--- BEGIN ---

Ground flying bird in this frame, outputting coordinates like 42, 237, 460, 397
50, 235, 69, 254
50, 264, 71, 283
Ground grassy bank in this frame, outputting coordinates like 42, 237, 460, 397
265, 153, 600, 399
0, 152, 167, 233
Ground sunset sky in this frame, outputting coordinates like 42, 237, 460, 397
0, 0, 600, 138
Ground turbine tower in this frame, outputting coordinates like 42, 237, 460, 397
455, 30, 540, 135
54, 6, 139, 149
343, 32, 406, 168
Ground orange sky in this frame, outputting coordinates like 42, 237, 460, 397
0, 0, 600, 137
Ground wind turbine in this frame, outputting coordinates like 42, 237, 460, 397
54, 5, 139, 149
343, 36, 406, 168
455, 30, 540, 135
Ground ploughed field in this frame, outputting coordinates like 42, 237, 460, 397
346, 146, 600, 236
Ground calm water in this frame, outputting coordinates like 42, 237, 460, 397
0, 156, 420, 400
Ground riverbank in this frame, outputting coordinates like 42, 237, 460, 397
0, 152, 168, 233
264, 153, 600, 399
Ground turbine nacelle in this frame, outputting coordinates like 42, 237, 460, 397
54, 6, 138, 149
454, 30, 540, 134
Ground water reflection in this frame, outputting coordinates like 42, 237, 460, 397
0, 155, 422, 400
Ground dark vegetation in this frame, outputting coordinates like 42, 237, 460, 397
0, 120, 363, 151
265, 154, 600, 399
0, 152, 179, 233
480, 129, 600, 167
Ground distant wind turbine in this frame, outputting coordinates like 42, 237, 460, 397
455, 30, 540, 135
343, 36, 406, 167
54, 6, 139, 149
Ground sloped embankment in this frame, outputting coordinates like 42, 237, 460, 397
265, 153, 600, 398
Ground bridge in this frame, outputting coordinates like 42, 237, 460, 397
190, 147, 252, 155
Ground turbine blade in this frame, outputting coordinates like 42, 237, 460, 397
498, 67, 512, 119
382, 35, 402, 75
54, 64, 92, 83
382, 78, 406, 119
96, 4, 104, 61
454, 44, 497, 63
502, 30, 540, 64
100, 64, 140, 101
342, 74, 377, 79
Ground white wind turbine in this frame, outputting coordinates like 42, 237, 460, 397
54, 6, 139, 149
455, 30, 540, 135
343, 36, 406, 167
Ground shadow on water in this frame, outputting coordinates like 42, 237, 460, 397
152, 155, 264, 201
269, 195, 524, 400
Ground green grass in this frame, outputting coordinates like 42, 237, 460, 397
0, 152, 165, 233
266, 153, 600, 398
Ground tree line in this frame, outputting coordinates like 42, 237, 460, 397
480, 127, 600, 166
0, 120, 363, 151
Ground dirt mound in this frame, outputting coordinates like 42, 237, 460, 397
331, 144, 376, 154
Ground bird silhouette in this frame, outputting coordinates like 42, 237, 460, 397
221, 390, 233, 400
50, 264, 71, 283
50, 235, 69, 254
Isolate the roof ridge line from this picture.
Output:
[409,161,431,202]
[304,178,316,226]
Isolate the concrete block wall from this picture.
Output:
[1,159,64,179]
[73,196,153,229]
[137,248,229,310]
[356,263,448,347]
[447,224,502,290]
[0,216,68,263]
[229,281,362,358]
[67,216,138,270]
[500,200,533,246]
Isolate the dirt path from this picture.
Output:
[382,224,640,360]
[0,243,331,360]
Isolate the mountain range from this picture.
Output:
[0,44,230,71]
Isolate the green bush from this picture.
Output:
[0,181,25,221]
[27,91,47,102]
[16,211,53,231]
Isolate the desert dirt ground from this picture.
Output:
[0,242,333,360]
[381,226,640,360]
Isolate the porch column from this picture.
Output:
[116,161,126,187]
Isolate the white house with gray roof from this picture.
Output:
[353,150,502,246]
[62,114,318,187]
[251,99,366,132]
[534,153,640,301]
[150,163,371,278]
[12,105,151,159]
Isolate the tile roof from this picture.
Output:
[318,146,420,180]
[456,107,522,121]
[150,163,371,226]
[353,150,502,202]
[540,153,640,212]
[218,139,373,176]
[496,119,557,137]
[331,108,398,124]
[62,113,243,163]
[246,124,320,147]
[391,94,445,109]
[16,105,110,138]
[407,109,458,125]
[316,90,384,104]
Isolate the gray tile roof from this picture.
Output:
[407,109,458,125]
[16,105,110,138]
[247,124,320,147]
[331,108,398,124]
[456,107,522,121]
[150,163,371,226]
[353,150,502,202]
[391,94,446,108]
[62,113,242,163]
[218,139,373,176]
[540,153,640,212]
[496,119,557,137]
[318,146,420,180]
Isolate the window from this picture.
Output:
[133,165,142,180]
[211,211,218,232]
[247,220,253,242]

--- END ---

-- Exercise requirements --
Put the lines of the listing above, from the line containing "Ground tree line" to the line containing "[12,105,151,159]" (both ends included), into a JSON list of strings with one string per line and blank lines omitted.

-- The output --
[
  "Ground tree line in this frame, outputting coordinates like 42, 237, 460, 397",
  "480, 127, 600, 166",
  "0, 120, 363, 151",
  "Ground dirt mound in this frame, outputting coordinates like 42, 237, 460, 397",
  "331, 144, 376, 154",
  "Ground bird silhouette in this frame, outputting coordinates like 42, 237, 460, 397",
  "221, 390, 233, 400",
  "50, 264, 71, 283",
  "50, 235, 69, 254",
  "Isolate the roof ridge line from this picture.",
  "Output:",
  "[409,161,431,202]",
  "[304,178,316,226]",
  "Isolate the concrete block wall from this picture.",
  "Output:",
  "[1,159,64,179]",
  "[73,196,153,229]",
  "[137,248,229,310]",
  "[356,263,448,347]",
  "[447,224,502,290]",
  "[0,216,68,263]",
  "[229,281,362,358]",
  "[67,216,138,270]",
  "[500,200,533,246]",
  "Isolate the dirt path from this picture.",
  "Output:",
  "[382,224,640,360]",
  "[0,243,331,360]",
  "Isolate the mountain range from this picture.",
  "Output:",
  "[0,44,230,71]",
  "Isolate the green bush from this picture.",
  "Output:",
  "[0,181,25,221]",
  "[27,91,47,102]",
  "[16,211,53,231]",
  "Isolate the desert dirt ground from this picture.",
  "Output:",
  "[0,242,333,360]",
  "[381,226,640,360]",
  "Isolate the porch column from this picture.",
  "Output:",
  "[116,161,126,187]",
  "Isolate the white house with gray roof from this picture.",
  "Output:",
  "[353,150,502,246]",
  "[62,114,318,187]",
  "[251,99,366,132]",
  "[534,153,640,301]",
  "[150,163,371,278]",
  "[12,105,151,159]"
]